■ Written instruction
Write the material out again in full, exactly.
— Begin —
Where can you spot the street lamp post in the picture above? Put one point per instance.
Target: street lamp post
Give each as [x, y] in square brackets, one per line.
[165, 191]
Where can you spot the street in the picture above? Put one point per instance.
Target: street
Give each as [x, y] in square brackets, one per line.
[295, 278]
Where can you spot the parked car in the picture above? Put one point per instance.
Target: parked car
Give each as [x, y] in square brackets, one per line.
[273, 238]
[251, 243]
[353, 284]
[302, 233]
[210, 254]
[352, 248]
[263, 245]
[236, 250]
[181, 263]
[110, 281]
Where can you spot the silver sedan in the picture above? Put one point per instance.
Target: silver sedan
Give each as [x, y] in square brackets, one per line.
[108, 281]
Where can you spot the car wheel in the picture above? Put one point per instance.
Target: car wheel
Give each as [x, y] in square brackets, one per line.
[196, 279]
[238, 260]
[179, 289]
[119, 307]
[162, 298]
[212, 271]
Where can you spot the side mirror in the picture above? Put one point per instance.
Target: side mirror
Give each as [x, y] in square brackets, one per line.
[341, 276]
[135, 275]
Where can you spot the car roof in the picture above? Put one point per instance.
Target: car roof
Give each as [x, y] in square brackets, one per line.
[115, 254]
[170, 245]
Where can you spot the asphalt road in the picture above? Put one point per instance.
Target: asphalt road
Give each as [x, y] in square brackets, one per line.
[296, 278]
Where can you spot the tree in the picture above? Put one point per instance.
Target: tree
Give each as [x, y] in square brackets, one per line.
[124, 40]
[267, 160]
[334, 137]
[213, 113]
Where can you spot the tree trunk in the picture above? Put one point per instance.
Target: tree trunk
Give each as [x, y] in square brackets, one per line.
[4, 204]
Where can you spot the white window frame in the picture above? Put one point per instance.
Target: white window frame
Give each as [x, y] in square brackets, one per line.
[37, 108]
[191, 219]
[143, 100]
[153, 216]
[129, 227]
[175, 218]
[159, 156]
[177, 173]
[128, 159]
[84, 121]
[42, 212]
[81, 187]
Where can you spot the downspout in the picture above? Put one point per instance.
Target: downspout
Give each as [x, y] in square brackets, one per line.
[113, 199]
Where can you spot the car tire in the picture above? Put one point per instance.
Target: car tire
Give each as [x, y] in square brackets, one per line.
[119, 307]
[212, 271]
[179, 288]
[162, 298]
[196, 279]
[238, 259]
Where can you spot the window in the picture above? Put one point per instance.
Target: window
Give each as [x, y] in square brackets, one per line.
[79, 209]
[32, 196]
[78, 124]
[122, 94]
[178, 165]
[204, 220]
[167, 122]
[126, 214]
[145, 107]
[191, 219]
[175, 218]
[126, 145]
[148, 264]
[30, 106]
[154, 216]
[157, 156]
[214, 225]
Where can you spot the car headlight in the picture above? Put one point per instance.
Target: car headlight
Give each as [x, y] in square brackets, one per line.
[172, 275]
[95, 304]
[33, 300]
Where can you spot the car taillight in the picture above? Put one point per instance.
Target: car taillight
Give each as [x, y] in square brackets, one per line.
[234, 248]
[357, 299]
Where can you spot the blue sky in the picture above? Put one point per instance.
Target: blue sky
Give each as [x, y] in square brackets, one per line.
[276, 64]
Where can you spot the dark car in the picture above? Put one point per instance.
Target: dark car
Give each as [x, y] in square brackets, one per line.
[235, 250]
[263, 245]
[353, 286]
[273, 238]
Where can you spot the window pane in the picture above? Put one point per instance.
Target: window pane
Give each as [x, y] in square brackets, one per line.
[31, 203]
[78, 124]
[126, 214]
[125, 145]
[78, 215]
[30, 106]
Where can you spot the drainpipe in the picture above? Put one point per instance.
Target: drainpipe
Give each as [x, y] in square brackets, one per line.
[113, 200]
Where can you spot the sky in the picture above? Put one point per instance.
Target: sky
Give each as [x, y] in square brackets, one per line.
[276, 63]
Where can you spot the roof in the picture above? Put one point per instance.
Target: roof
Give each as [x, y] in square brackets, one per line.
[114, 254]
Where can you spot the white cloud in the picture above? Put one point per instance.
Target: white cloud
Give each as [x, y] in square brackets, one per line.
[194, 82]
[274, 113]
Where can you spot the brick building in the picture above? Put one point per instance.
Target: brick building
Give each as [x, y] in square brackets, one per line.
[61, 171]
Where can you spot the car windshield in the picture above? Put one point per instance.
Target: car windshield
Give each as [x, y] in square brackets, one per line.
— End —
■ The answer
Where can you spot the street lamp post in the picture above? Put one point per instance.
Target: street lamp post
Give each as [x, y] in square brackets, one per line.
[165, 191]
Where can you spot the street in the picture above? Put one point per instance.
Target: street
Give each as [x, y] in square brackets, one per line.
[295, 278]
Where can you spot the parked car in the picture above? Put one point per instance.
Target: parked car
Give each as [x, y] in square brackets, one per line.
[273, 238]
[251, 243]
[353, 284]
[302, 233]
[210, 254]
[352, 248]
[263, 245]
[236, 250]
[181, 263]
[110, 281]
Where can you spot the silver sedan in the picture above? Put one point per instance.
Target: silver sedan
Give each as [x, y] in square brackets, one per line.
[108, 281]
Where can you spot the car wheel in the picture above? Put one point per instance.
Target: car wheel
Give each as [x, y] in square brackets, one per line.
[196, 279]
[238, 260]
[179, 289]
[119, 307]
[162, 298]
[212, 271]
Where can you spot the side mirror in the picture above? Put one point per instance.
Target: side mirror
Give each as [x, y] in square brackets, one per line.
[341, 276]
[135, 275]
Where can you spot the car roof in the picture above? Put one point per instance.
Target: car roof
Give each as [x, y] in square brackets, one per line.
[115, 254]
[170, 245]
Where can you spot the asphalt road in the picture above? Put one point per instance.
Target: asphalt road
Give each as [x, y] in square brackets, one per line.
[296, 278]
Where can you spot the tree in the picture above? Put one point per instance.
Target: tree
Give each as [x, y] in square brackets, one per line.
[124, 40]
[267, 160]
[334, 137]
[213, 113]
Where can you spot the tree trunk in the picture above? Put one point per instance.
Target: tree trunk
Give each as [x, y] in square brackets, one per line.
[4, 204]
Where can you spot the white window frame in the picture above? Put one point per instance.
Target: white window frame
Give each as [x, y] in square brackets, one per line.
[37, 108]
[191, 219]
[143, 100]
[153, 216]
[129, 227]
[175, 218]
[159, 156]
[177, 173]
[128, 159]
[84, 121]
[42, 212]
[81, 187]
Where can you spot the downspout in the picture above? Put one point per instance.
Target: downspout
Give each as [x, y] in square brackets, one per line.
[113, 199]
Where can you spot the car tire in the picture above? Put one point per instance.
Target: car tire
Give each as [x, y] in square brackets, one per line.
[119, 307]
[212, 271]
[179, 288]
[162, 298]
[196, 279]
[238, 259]
Where can you spot the window in the picture above? Put one point per instance.
Target: window
Give each as [x, y] in square brackets, one per line.
[79, 209]
[32, 196]
[78, 124]
[122, 94]
[178, 165]
[204, 220]
[167, 122]
[126, 214]
[145, 107]
[191, 219]
[175, 218]
[126, 145]
[148, 264]
[30, 106]
[154, 216]
[157, 156]
[214, 225]
Where can you spot the car headlight in the picture above? Put one point per instance.
Target: car headlight
Give each as [x, y] in square brackets, one per line.
[172, 275]
[95, 304]
[33, 300]
Where can you spot the car taillight in the picture above? Put one point per instance.
Target: car taillight
Give each as [x, y] in square brackets, one per line.
[234, 248]
[357, 299]
Where can you spot the blue sky in the picture above? Put one point per instance.
Target: blue sky
Give each as [x, y] in square brackets, one per line.
[276, 64]
Where can you spot the dark car in the picture above? Put one point per instance.
Target: dark car
Give each as [x, y] in square brackets, one per line.
[235, 250]
[263, 245]
[353, 286]
[273, 238]
Where can you spot the window pane in the picture above? Put one point per instance.
Target: window pane
Give each as [x, y] in square brackets, one per line.
[31, 203]
[78, 124]
[126, 214]
[125, 145]
[78, 215]
[30, 106]
Where can you spot the drainpipe in the picture above? Put one point per instance.
Target: drainpipe
Give each as [x, y] in square brackets, one per line.
[113, 200]
Where can you spot the sky in the picture above? Put one point per instance.
Target: sky
Give each as [x, y] in square brackets, one per line.
[276, 63]
Where can you spot the roof in the picture above? Put one point per instance.
Target: roof
Give each as [x, y] in square brackets, one per line.
[114, 254]
Where can you spot the white cloud in the picture above? Put one point per instance.
Target: white cloud
Give each as [x, y] in square brackets, one per line.
[194, 82]
[274, 113]
Where can you spot the brick building in the picture above? Put one point per instance.
Target: brick building
Give each as [x, y] in square brackets, one per line.
[61, 171]
Where can you spot the car windshield in the picture above? Put one point per instance.
Target: car windshield
Give each as [x, y] in square brackets, one per line.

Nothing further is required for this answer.